* TASK DETAILS *
Write out all of the entries exactly as given.

* INPUT MATERIAL *
<<<<
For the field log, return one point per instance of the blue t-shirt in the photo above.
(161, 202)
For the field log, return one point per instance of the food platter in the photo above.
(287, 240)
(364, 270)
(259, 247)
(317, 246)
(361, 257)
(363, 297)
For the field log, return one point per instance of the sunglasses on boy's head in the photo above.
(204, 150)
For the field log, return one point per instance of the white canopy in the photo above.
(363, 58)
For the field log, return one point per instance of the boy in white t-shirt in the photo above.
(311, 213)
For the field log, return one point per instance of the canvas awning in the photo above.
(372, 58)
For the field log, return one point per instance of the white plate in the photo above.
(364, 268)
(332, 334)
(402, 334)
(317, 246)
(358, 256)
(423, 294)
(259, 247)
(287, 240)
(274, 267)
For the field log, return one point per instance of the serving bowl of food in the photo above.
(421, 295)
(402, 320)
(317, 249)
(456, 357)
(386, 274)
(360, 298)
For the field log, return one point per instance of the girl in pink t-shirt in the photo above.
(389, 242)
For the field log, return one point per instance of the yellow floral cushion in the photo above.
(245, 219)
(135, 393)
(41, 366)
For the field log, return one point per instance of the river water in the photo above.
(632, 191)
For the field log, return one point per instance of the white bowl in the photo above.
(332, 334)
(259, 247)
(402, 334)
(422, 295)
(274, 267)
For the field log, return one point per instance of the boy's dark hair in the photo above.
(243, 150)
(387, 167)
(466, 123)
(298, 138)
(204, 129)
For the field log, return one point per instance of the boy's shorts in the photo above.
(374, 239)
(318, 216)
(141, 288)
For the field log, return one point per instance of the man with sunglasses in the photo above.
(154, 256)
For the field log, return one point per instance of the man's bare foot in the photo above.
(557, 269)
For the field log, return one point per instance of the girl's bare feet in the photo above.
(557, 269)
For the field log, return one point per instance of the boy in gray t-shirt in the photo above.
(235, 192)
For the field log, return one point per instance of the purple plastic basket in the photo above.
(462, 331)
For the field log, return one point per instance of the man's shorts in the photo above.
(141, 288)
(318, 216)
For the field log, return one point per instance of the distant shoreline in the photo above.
>>>>
* TASK ANSWER *
For the field log, return one point per instance of the blue t-shirt in the photo above.
(161, 202)
For the field log, return one point per instance of the food platter in the photo above.
(287, 240)
(364, 270)
(259, 247)
(317, 246)
(361, 257)
(363, 297)
For the field log, return one point per instance of the sunglasses on boy's head in the photo above.
(204, 150)
For the field log, return one point per instance of the white canopy in the photo above.
(363, 58)
For the field log, return one point per instance of the boy in white t-shirt in the photo above.
(311, 213)
For the field log, return one point per instance of the canvas awning in the photo above.
(372, 58)
For the field log, return one point per instance of the white plate in the photo above.
(364, 268)
(332, 334)
(402, 334)
(317, 246)
(358, 256)
(423, 294)
(259, 247)
(287, 240)
(274, 267)
For the field log, return one point per instance of the serving bowl of food in the photo above.
(421, 295)
(402, 320)
(317, 249)
(456, 357)
(386, 274)
(360, 298)
For the field log, return one point per instance of the girl in pink t-shirt in the photo above.
(389, 242)
For the field log, return one point per instance of the yellow floral cushion in the photo above.
(245, 219)
(135, 393)
(41, 366)
For the field log, return one point per instance of the river water in the photo above.
(632, 191)
For the field log, return one point per instance of the white bowl in the photo above.
(332, 334)
(259, 247)
(402, 334)
(422, 295)
(274, 267)
For the field log, return one point per instance of the boy's dark hair in the photo above.
(243, 150)
(387, 167)
(466, 123)
(298, 138)
(204, 129)
For the field log, return one point per instance of the boy's shorts in the photo above.
(374, 239)
(318, 216)
(141, 288)
For the field log, return one point per instance of the man with sunglasses in the photo above.
(154, 256)
For the field log, return one point per instance of the man's bare foot in the photo above.
(557, 269)
For the field log, return one point per instance of the girl's bare feet in the photo above.
(557, 269)
For the field log, return one point per instance of the boy in gray t-shirt in the photo above.
(235, 192)
For the field log, return one point per instance of the purple plastic basket in the photo above.
(462, 331)
For the field log, return one point per instance of the man's shorts in the photo above.
(141, 288)
(318, 216)
For the field log, return one point per instance of the distant shoreline in the photo above.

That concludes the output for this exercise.